== Work instructions ==
Extract every line in the records below that contains the string "target". Case counts when matching.

== Materials provided ==

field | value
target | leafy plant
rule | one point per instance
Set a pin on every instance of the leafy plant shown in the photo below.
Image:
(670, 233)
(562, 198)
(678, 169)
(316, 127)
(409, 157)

==

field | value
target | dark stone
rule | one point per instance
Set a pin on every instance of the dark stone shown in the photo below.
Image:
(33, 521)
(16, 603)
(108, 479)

== Solution to the exercise ==
target | leafy plant
target | dark stone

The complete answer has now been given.